▸ **PROBLEM**: In the copy, leave out the pictures and repeat all records exactly.

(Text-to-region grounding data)
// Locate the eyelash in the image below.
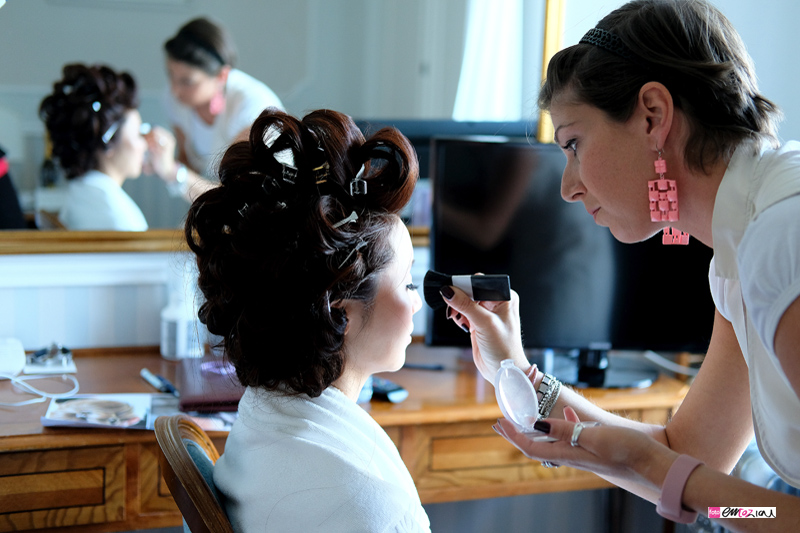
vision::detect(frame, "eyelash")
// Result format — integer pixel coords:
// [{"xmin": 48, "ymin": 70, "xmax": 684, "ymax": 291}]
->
[
  {"xmin": 562, "ymin": 139, "xmax": 577, "ymax": 155},
  {"xmin": 406, "ymin": 283, "xmax": 418, "ymax": 291}
]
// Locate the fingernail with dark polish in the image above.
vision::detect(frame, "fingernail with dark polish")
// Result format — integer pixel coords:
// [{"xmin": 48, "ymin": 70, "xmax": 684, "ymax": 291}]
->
[
  {"xmin": 445, "ymin": 306, "xmax": 452, "ymax": 319},
  {"xmin": 440, "ymin": 286, "xmax": 455, "ymax": 299},
  {"xmin": 460, "ymin": 323, "xmax": 470, "ymax": 333},
  {"xmin": 455, "ymin": 312, "xmax": 462, "ymax": 320},
  {"xmin": 492, "ymin": 424, "xmax": 501, "ymax": 435},
  {"xmin": 533, "ymin": 420, "xmax": 551, "ymax": 434}
]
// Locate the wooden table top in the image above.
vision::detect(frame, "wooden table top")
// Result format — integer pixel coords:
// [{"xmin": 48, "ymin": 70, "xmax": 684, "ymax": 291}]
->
[{"xmin": 0, "ymin": 344, "xmax": 689, "ymax": 445}]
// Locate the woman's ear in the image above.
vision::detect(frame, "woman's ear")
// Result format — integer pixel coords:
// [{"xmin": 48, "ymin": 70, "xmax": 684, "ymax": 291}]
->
[
  {"xmin": 638, "ymin": 81, "xmax": 674, "ymax": 151},
  {"xmin": 216, "ymin": 65, "xmax": 231, "ymax": 87},
  {"xmin": 331, "ymin": 300, "xmax": 350, "ymax": 335}
]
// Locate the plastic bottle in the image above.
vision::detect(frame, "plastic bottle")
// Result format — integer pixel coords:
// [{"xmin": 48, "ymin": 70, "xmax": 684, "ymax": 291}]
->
[{"xmin": 160, "ymin": 258, "xmax": 203, "ymax": 360}]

▸ **PROBLEM SOLUTION**:
// Locate the eyelash in the image below.
vision::detect(frame, "eyelash")
// Result format — integer pixel coords:
// [{"xmin": 48, "ymin": 70, "xmax": 684, "ymax": 291}]
->
[
  {"xmin": 562, "ymin": 139, "xmax": 577, "ymax": 155},
  {"xmin": 406, "ymin": 283, "xmax": 418, "ymax": 291}
]
// Locate the fingernail with dark polish in the image above.
vision::detect(frame, "fingernail with dark polish")
// Result format — integer pixel coords:
// [{"xmin": 48, "ymin": 70, "xmax": 684, "ymax": 291}]
->
[
  {"xmin": 445, "ymin": 306, "xmax": 452, "ymax": 319},
  {"xmin": 440, "ymin": 286, "xmax": 455, "ymax": 299},
  {"xmin": 460, "ymin": 323, "xmax": 470, "ymax": 333},
  {"xmin": 455, "ymin": 312, "xmax": 462, "ymax": 320},
  {"xmin": 492, "ymin": 424, "xmax": 501, "ymax": 435},
  {"xmin": 533, "ymin": 420, "xmax": 551, "ymax": 434}
]
// Locate the wooden table top in the image above.
vision::detect(frame, "wooden table top")
// Result format — integer pixel coords:
// [{"xmin": 48, "ymin": 70, "xmax": 684, "ymax": 291}]
->
[{"xmin": 0, "ymin": 344, "xmax": 689, "ymax": 445}]
// Locate the woman's ear in the image above.
vision::detect(frame, "woman's ear")
// Result format — integer pixel coords:
// [{"xmin": 48, "ymin": 70, "xmax": 684, "ymax": 291}]
->
[
  {"xmin": 638, "ymin": 81, "xmax": 674, "ymax": 151},
  {"xmin": 216, "ymin": 65, "xmax": 231, "ymax": 87},
  {"xmin": 331, "ymin": 300, "xmax": 350, "ymax": 335}
]
// Locate the plastic bottle in the image above.
vision::detect(frame, "plastic bottle")
// Result format — integer pixel coords:
// [{"xmin": 48, "ymin": 70, "xmax": 684, "ymax": 291}]
->
[{"xmin": 160, "ymin": 258, "xmax": 203, "ymax": 360}]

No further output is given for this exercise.